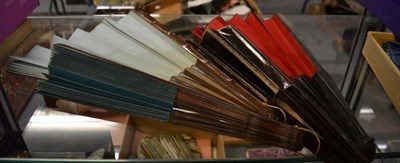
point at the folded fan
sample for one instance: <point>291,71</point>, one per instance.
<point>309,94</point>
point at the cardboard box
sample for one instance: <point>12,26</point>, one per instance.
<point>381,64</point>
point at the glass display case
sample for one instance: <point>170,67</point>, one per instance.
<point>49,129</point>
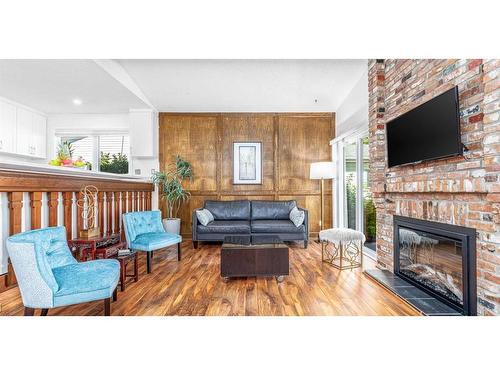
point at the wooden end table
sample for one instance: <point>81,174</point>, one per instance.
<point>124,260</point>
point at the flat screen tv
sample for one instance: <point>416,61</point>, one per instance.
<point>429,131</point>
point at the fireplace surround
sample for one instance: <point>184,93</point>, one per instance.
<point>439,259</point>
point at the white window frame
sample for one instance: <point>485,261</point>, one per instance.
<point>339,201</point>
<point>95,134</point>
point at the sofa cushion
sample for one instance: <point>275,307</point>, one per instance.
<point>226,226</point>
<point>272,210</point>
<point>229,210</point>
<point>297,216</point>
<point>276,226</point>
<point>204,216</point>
━━━━
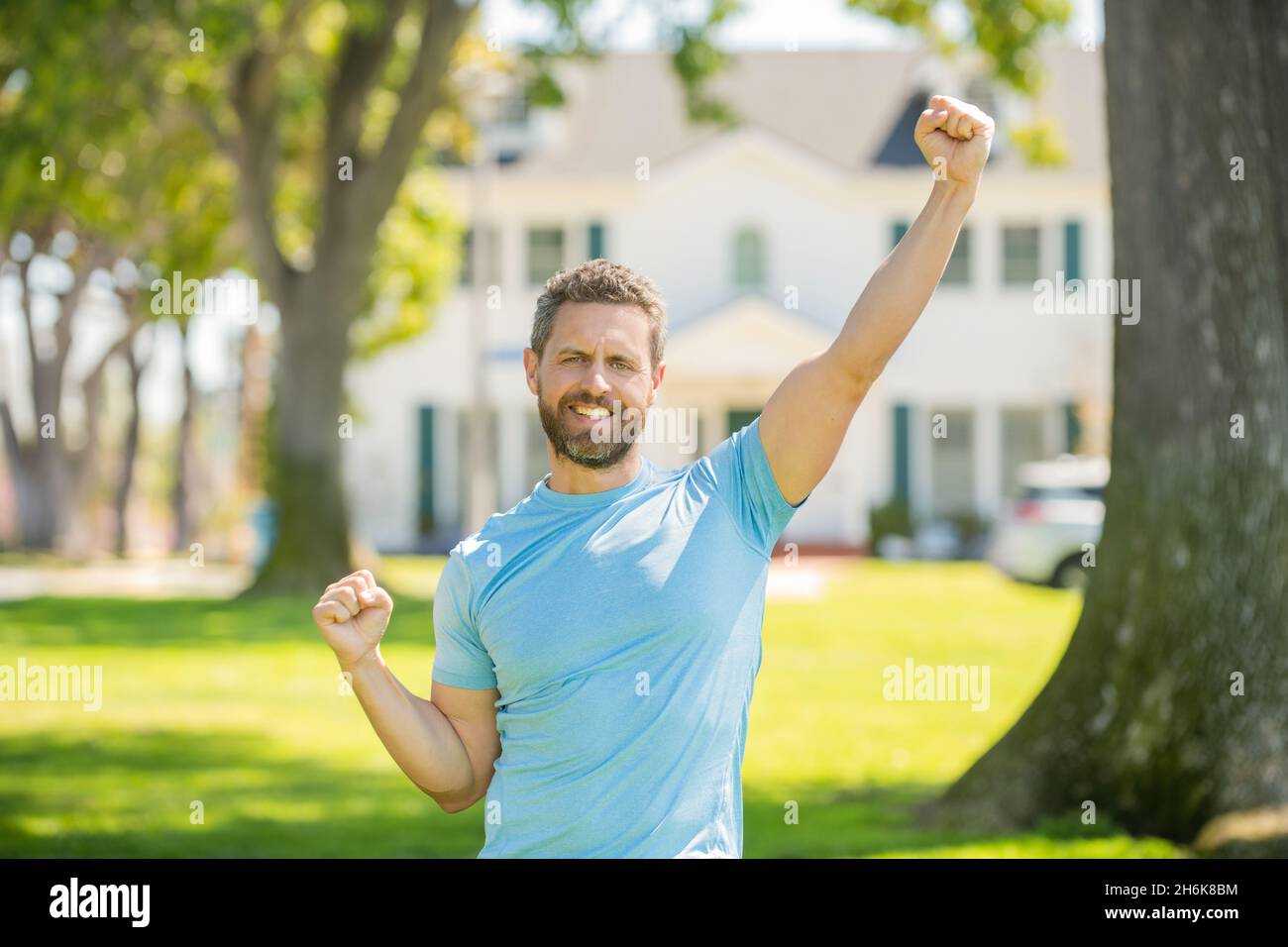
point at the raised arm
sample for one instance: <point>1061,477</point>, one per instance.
━━━━
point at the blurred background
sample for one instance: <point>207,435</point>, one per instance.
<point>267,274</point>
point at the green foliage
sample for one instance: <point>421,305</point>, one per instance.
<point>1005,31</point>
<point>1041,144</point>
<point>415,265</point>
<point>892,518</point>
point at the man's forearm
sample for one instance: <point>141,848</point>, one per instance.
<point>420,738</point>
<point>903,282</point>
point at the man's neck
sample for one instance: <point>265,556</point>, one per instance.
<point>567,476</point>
━━━━
# Instructions to follow
Give again exactly, and only, the lines above starting at the one with "sample for one instance: <point>207,435</point>, one" and ending at the one with "point at the man's forearm".

# Answer to this task
sample for one instance: <point>207,435</point>, one per instance.
<point>267,274</point>
point at the green foliage
sample for one instance: <point>421,305</point>, one per instance.
<point>1005,31</point>
<point>1041,144</point>
<point>415,265</point>
<point>892,518</point>
point at the man's forearm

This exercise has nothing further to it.